▶ **Brief**: Starting at the line containing "Where can the deck chair be found here?" and ending at the line containing "[[190, 393]]", rewrite every line of the items below, offsetting each point coordinate in the answers by adding 143 to it. Reproduce only those lines, with their text otherwise unchanged.

▶ **Records supplied**:
------------------------------

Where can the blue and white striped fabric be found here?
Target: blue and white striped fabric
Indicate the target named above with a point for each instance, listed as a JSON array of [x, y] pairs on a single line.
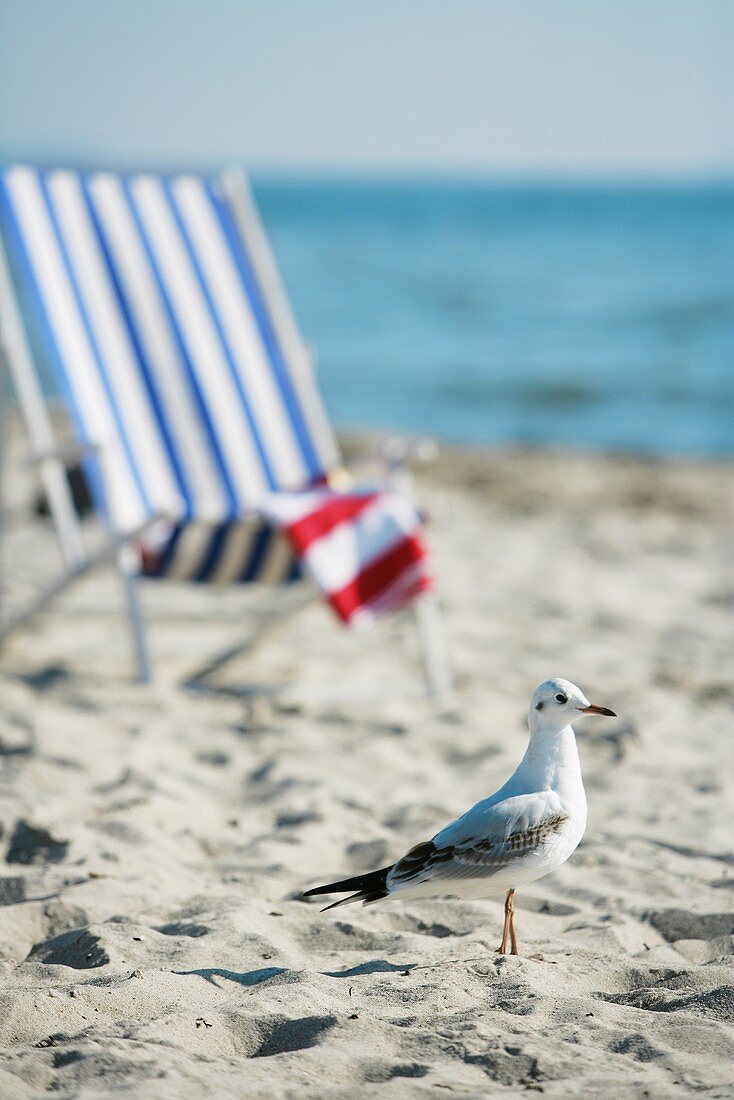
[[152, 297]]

------------------------------

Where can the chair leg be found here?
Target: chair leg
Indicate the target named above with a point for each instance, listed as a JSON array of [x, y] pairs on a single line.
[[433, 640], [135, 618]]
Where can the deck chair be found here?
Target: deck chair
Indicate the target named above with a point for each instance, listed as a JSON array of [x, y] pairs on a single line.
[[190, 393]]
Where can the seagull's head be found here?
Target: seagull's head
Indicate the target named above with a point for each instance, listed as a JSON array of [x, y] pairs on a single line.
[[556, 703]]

------------------------------

▶ **Written answer**:
Where can the deck chair be found here?
Target: deck chair
Indicate the target named above with a point for each instance, listed as a JSON array of [x, y] pairs on a single line.
[[333, 536]]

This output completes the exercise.